18. fin du mouvement ouvrier classique et classiste
Le mouvement ouvrier, comme ensemble de formes de vie, de réactions, d'institutions et d'idées, organisé autour de la défense de la force de travail, mais offrant un terrain d'action à des groupes radicaux, ce mouvement a disparu. De la fin du XVIIIe siècle à 1914-1918, le mouvement révolutionnaire en a dépendu. Il critiquait le mouvement ouvrier, mais y puisait ses militants et ses énergies. Les groupes révolutionnaires actuels ne sont même pas des « fractions » telles que la gauche italienne les concevait, minoritaires mais liées à des conflits réels. Un mouvement révolutionnaire n'est pas porté par un mouvement ouvrier. Nous sommes orphelins.
Autrefois, d'une part, un monde ouvrier autonome était regroupé autour de ses propres valeurs et institutions : coopératives, mutuelles, maisons du peuple, associations sportives, culturelles...., bourses du travail, presse, avaient constitué l'univers du salariat organisé. D'autre part, le mouvement « ouvrier » prenait en charge des domaines non directement ouvriers : culture, sexualité, formation, loisirs. Le mouvement ouvrier était l'âme du réformisme. On pouvait naître, travailler, se marier, militer, se distraire, mourir, « ouvrier ».
C'était la belle époque de la propagande qui faisait vivre un milieu d'auteurs et de conférenciers, le temps du quartier et de la cité ouvrière, espace autarcique et clos dans ses valeurs. La social-démocratie ne fut pas la seule initiatrice de ce monde à part, ni la seule bénéficiaire de son instauration. En 1875, l'anarchiste J. Guillaume appelait les ouvriers à se constituer en contre-société et à la fin du XIXe siècle, il y avait un certain nombre d'anarchistes qui vivaient de leur plume et de leurs conférences.
A l'origine, le capital traitait les ouvriers (et les autres facteurs sociaux dont il avait besoin : État, culture, etc.) comme des matériaux qu'il utilisait sans les pénétrer totalement. Puis il les reproduisit lui-même, les organisa directement en les reliant par la consommation en masse d'objets et de signes.

--------------------

*Énoncé*: Recopiez mot pour mot, dans l'extrait sur le mouvement ouvrier, tout ce qui va de « C'était la belle » jusqu'à « et de signes. ».

*Lignes de données*:
--------------------

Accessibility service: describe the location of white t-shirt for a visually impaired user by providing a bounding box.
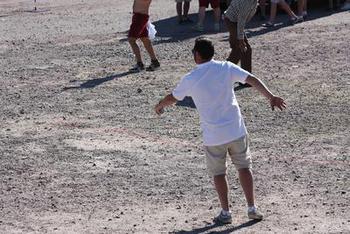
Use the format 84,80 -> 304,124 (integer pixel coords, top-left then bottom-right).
172,60 -> 251,146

--------------------

*Réponse*:
C'était la belle époque de la propagande qui faisait vivre un milieu d'auteurs et de conférenciers, le temps du quartier et de la cité ouvrière, espace autarcique et clos dans ses valeurs. La social-démocratie ne fut pas la seule initiatrice de ce monde à part, ni la seule bénéficiaire de son instauration. En 1875, l'anarchiste J. Guillaume appelait les ouvriers à se constituer en contre-société et à la fin du XIXe siècle, il y avait un certain nombre d'anarchistes qui vivaient de leur plume et de leurs conférences.
A l'origine, le capital traitait les ouvriers (et les autres facteurs sociaux dont il avait besoin : État, culture, etc.) comme des matériaux qu'il utilisait sans les pénétrer totalement. Puis il les reproduisit lui-même, les organisa directement en les reliant par la consommation en masse d'objets et de signes.